:: Extracted data ::

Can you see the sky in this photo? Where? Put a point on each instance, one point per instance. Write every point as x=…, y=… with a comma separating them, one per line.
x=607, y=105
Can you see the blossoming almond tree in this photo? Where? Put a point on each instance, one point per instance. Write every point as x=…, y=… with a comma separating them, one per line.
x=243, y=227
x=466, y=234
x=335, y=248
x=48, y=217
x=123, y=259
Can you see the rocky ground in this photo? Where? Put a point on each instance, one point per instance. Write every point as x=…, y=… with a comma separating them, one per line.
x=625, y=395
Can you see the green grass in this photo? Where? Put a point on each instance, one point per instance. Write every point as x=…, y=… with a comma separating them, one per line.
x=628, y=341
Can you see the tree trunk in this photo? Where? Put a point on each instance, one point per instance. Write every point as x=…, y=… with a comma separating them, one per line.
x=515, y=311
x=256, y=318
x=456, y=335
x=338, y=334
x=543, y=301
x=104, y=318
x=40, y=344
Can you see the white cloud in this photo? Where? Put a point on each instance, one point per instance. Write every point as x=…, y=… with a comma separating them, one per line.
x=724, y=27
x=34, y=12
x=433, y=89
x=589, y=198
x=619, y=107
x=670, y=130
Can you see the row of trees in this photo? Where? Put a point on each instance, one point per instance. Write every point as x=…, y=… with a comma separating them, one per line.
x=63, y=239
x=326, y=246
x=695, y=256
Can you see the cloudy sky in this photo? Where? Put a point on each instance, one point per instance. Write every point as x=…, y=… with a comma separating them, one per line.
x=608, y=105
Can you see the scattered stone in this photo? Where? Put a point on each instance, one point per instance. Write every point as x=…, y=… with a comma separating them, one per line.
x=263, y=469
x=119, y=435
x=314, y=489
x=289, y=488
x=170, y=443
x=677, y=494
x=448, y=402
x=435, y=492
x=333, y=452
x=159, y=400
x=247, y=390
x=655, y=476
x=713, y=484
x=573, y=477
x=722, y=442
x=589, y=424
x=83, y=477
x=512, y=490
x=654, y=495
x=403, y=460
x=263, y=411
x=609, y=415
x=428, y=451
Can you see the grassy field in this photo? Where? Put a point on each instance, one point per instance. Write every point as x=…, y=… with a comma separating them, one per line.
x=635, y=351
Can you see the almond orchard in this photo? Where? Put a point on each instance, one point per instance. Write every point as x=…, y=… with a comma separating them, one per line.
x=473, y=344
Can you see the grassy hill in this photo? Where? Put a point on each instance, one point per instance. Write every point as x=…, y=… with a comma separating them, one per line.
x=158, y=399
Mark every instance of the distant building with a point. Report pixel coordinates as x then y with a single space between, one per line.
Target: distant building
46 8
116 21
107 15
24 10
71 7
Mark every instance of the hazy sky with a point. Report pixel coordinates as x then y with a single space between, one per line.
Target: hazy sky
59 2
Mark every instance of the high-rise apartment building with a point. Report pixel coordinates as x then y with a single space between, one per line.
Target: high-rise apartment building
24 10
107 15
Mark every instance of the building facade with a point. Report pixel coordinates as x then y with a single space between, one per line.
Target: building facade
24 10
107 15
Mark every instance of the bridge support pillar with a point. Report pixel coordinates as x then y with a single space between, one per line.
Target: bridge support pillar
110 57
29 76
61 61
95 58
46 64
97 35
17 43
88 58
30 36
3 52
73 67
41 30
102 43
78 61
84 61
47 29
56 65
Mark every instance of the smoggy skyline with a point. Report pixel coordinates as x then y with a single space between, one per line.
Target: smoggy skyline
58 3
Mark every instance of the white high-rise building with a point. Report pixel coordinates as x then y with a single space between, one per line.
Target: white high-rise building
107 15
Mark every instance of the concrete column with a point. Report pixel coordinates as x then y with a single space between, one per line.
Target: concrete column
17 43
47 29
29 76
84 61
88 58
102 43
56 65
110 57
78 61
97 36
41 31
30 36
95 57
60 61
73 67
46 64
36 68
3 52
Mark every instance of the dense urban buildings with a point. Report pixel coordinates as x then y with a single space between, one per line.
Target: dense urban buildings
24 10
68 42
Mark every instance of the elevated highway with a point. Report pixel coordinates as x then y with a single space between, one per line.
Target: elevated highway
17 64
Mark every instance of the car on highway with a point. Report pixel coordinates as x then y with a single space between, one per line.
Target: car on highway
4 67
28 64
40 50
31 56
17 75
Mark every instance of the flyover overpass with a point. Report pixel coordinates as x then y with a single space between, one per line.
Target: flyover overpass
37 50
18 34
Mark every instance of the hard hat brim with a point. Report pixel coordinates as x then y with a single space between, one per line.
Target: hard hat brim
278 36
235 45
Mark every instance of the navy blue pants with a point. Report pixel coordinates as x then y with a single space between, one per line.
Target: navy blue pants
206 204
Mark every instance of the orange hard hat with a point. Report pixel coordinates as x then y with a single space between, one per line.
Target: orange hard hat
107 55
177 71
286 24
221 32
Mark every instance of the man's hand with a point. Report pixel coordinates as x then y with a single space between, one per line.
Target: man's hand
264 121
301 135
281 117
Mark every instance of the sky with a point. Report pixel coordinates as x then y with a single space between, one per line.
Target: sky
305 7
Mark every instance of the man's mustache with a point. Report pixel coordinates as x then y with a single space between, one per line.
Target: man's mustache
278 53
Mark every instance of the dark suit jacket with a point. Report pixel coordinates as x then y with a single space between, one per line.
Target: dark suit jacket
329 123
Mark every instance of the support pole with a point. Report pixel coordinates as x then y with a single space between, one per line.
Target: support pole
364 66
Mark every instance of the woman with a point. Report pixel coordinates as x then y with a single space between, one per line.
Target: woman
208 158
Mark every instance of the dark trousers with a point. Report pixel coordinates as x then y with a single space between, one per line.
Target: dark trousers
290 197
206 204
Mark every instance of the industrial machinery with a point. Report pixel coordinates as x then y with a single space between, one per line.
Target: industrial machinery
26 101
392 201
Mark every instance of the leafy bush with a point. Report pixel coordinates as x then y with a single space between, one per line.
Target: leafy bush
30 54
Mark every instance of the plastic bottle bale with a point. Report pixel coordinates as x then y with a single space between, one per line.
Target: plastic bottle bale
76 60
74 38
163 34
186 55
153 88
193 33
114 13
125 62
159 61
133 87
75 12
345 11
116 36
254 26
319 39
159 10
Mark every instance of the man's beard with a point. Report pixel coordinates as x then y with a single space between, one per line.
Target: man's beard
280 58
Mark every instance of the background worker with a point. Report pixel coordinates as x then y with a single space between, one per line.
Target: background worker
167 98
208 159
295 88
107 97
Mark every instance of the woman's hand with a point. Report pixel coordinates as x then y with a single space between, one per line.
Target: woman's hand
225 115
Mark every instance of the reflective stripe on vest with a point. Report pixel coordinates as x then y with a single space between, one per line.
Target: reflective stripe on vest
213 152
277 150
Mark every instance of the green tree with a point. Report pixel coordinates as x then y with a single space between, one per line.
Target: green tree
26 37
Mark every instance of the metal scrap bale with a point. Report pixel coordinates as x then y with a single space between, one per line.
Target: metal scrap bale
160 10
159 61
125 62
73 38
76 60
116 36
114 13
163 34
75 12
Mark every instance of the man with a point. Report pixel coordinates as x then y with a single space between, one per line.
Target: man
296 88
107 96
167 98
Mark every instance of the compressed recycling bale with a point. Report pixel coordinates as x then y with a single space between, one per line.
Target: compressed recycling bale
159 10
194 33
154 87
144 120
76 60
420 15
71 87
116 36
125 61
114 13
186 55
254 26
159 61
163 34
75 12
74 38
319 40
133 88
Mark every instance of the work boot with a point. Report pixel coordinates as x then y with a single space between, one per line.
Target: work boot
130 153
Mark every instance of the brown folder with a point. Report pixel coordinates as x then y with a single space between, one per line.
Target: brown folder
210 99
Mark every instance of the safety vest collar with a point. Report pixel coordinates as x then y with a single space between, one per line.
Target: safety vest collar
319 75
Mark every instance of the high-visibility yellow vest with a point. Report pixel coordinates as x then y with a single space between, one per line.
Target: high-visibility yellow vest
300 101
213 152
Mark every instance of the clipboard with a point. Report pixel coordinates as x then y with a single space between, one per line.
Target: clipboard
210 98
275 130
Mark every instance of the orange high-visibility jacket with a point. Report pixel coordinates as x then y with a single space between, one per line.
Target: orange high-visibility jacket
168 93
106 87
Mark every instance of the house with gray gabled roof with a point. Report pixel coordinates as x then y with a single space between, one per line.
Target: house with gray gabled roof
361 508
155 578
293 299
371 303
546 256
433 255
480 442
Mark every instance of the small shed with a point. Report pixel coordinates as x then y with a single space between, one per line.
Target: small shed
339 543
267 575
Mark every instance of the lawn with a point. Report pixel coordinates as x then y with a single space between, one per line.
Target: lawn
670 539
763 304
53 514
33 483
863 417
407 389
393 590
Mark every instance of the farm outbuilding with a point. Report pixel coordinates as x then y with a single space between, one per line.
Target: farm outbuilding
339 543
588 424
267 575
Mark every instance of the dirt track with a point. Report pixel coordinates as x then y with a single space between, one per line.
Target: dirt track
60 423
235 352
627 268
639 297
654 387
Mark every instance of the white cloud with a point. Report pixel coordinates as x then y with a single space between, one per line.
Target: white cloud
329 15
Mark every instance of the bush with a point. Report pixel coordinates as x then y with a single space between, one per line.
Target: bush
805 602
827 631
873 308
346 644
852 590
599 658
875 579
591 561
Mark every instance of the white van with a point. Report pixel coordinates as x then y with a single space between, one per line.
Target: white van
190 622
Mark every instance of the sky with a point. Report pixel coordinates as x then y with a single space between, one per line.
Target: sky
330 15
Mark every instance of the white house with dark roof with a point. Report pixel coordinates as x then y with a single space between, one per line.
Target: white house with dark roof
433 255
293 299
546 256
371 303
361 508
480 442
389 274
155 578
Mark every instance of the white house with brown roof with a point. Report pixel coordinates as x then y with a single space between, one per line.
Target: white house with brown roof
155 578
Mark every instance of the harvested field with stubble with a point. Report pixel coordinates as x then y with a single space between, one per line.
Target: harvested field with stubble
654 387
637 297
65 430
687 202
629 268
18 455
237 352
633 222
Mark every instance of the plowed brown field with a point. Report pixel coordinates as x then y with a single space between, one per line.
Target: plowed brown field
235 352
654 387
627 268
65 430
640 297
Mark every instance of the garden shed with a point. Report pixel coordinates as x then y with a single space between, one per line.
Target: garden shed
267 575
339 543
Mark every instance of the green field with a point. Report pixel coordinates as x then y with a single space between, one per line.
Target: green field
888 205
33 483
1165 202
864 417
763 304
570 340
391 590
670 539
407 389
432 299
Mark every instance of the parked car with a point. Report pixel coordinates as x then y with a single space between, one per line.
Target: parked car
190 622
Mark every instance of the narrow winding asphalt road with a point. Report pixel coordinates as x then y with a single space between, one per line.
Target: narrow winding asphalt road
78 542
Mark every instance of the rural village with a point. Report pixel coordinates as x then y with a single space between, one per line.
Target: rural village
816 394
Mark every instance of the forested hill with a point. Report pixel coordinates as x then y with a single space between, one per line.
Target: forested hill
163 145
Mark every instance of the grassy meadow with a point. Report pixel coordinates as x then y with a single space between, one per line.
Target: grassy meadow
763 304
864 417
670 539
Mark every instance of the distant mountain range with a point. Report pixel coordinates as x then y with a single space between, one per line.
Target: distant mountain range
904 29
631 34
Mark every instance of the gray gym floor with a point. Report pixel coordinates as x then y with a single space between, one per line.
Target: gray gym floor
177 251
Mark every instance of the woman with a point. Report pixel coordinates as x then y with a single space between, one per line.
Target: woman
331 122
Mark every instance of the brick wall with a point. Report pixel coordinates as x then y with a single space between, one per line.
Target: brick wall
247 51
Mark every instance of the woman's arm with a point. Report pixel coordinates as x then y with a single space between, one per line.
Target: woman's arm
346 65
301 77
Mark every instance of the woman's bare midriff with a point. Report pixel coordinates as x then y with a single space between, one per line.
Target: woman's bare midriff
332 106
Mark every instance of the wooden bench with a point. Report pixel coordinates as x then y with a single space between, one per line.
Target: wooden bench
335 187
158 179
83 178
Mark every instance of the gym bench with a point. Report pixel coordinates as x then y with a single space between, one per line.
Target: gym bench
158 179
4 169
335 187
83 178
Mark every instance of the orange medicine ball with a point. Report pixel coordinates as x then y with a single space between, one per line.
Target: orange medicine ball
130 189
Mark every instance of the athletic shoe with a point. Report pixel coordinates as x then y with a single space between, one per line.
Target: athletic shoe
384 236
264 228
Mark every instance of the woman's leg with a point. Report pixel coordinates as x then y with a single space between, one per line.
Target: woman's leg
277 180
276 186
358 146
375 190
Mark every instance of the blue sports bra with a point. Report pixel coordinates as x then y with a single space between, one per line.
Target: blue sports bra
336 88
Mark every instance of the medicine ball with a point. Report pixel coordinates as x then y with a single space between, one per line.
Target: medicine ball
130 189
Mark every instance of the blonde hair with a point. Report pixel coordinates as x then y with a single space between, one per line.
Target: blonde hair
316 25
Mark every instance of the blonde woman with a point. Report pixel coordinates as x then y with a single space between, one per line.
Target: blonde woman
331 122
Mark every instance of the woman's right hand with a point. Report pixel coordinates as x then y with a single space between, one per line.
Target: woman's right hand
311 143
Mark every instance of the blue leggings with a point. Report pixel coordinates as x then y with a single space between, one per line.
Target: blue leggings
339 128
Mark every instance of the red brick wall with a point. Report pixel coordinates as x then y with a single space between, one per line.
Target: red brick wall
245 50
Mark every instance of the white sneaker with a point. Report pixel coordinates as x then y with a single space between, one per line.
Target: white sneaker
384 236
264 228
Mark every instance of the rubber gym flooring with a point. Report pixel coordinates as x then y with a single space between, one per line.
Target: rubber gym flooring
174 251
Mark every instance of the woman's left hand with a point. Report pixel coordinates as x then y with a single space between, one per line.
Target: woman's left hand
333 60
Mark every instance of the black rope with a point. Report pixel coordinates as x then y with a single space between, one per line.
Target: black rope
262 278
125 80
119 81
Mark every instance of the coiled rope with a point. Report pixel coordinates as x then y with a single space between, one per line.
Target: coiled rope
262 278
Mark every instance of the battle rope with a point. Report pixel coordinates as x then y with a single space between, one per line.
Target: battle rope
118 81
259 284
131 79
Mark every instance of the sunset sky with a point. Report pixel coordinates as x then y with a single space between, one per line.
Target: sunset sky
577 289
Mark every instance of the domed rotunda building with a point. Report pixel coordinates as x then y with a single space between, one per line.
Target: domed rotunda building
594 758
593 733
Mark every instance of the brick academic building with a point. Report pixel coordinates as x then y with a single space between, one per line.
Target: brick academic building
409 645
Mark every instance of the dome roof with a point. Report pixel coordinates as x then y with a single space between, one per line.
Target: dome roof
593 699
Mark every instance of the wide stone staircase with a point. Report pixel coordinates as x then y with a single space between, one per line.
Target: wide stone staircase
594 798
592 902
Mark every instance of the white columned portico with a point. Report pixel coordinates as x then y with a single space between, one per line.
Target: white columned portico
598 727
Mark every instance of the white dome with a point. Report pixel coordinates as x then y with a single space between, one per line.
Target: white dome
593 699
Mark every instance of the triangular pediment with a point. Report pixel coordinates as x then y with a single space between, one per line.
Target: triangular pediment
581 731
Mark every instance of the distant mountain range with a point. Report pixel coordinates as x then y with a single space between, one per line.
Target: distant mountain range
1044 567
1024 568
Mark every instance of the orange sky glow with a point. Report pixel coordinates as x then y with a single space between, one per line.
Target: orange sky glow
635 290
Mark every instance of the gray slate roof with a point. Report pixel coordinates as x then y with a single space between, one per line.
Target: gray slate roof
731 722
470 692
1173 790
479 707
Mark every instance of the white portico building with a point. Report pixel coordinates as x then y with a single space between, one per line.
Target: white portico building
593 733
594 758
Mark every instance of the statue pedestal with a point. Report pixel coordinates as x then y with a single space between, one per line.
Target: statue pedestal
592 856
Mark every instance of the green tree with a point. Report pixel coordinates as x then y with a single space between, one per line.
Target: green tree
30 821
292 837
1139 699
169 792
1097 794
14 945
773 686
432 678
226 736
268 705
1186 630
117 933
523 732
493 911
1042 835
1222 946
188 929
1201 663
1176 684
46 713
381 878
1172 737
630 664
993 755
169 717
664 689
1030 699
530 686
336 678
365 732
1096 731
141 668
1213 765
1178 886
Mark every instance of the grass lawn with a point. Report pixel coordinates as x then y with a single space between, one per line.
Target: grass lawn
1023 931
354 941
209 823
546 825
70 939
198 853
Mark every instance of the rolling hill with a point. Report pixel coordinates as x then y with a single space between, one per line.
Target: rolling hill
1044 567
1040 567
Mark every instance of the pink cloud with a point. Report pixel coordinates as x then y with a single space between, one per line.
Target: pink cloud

:::

What to produce: Can you output the records from the start through the line containing "x=608, y=105", inclusive, as a two-column CSV with columns request and answer? Give one row per request, with its text and its answer each in a single quoted field and line breaks replaced by spaces.

Final result:
request,answer
"Can you see the sky in this photo? Where? Put a point on each instance, one point per instance. Write every point as x=…, y=… with a comma separating them, one per line.","x=607, y=105"
"Can you see the blossoming almond tree in this photo? Where? Put a point on each instance, one point per instance. Write every point as x=…, y=… with a comma separating them, one per line.","x=243, y=227 x=466, y=234 x=335, y=248 x=48, y=217 x=123, y=259"
"Can you see the rocky ground in this photo? Where? Put a point on each instance, one point per instance. Write every point as x=…, y=… with a comma separating them, one per line.","x=625, y=395"
"Can you see the green grass in this photo? Where? Put a point on each instance, one point per instance. Write every point as x=…, y=… with a comma separating them, one per line.","x=628, y=341"
"Can you see the tree trunk in this photo? Where? Put a point on each instance, one point per instance. Write every point as x=…, y=… with a comma separating them, one per line.","x=515, y=311 x=256, y=318 x=456, y=335 x=338, y=334 x=543, y=301 x=104, y=318 x=40, y=344"
"Can you see the white cloud in this photo? Where? Put a point on each instance, one point per instance. Write every point as x=…, y=… with a comma separating them, one per line.","x=724, y=27 x=34, y=12 x=433, y=89 x=589, y=198 x=619, y=107 x=670, y=130"
"Can you see the row of trees in this photo? Where? Put a point on each instance, one point per instance. Write every point as x=…, y=… with a comma separating them, one per line.","x=63, y=239 x=326, y=246 x=695, y=256"
"Can you see the cloudy sky in this photo? Where? Put a point on each instance, one point per instance. Write every point as x=…, y=… with a comma separating them, one per line.","x=608, y=105"